Consigne: Comment rendre en anglais cette phrase du texte sur la résiliation de bail : « Par le biais de cet article, le législateur permet au Syndicat de copropriété de se substituer aux droits de la locatrice, alors même qu'il n'est pas partie au bail. » ?

Recours du Syndicat de copropriété

[73]     Le recours en résiliation de bail du Syndicat de copropriété trouve son fondement au premier alinéa de l’article 1079 du Code civil du Québec (C.c.Q.) :

1079. Le syndicat peut, après avoir avisé le locateur et le locataire, demander la résiliation du bail d’une partie privative lorsque l’inexécution d’une obligation par le locataire cause un préjudice sérieux à un copropriétaire ou à un autre occupant de l’immeuble.


[74]     Par le biais de cet article, le législateur permet au Syndicat de copropriété de se substituer aux droits de la locatrice, alors même qu’il n’est pas partie au bail.

[75]     Le présent Tribunal a compétence pour entendre un tel litige en vertu de l’article 28 de la Loi sur le Tribunal administratif du logement[2]. À ce sujet, le soussigné fait sienne l’analyse de la juge administrative Anne Laverdure qui s’est penchée sur cette question dans l’affaire Chavoin c. Romain[3],

« Le Tribunal est-il compétent pour entendre cette demande?

[14] Le syndicat est substitué aux droits de la locatrice par le biais de l'article 1079 du Code civil du Québec qui édicte : […]

[15] La question se pose à qui le syndicat peut-il demander la résiliation du bail. D'entrée de jeu, il apparaît que les articles du Code civil du Québec qui seront appliqués par le décideur sont les articles sur le louage résidentiel.

[16] Or, l'article 28 de la Loi sur la Régie du logement donne cette juridiction à la Régie du logement : […]¸

 [17] En suivant ce raisonnement, notre collègue, Me Gilles Joly' a décidé dans l'affaire Syndicat des copropriétaires c. Thierry Delourme que la Régie du logement avait compétence. Son jugement a fait l'objet d'une permission d'en appeler notamment sur la question de la compétence. Madame la juge Micheline Sasseville a rejeté la requête pour permission d'en appeler de la décision de Me Gilles Joly.

[18] Le Tribunal estime qu'il a compétence et se penche donc sur la demande du syndicat. »

[Nos soulignements] [Références omises]

Obligations du locataire

[76]     Le législateur impose diverses obligations au locataire, dont celle d’user des lieux loués avec prudence et diligence en vertu de l’article 1855 C.c.Q. :

1855. Le locataire est tenu, pendant la durée du bail, de payer le loyer convenu et d'user du bien avec prudence et diligence.

Données fournies:
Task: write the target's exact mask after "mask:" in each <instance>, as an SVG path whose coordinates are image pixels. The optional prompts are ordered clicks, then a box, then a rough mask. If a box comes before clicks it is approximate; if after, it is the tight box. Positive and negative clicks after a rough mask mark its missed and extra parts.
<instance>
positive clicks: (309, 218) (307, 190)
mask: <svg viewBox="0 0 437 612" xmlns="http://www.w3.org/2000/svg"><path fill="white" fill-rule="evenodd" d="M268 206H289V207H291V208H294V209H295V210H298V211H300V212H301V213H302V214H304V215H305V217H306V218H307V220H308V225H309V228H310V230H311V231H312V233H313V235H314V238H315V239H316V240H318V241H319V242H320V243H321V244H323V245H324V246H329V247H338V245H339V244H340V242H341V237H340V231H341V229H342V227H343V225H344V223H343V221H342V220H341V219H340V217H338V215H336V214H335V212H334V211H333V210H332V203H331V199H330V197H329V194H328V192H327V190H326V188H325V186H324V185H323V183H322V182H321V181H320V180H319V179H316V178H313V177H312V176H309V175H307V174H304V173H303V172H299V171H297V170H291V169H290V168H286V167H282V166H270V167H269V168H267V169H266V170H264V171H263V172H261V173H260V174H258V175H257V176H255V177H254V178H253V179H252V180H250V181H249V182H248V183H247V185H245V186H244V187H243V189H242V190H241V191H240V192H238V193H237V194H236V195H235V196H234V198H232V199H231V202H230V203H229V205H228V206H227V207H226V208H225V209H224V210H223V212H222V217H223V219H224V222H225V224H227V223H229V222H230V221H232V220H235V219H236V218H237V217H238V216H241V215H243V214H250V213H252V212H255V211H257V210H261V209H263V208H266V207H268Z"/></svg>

Votre réponse: Through this article, the legislature allows the condominium syndicate to step into the rights of the lessor, even though it is not a party to the lease.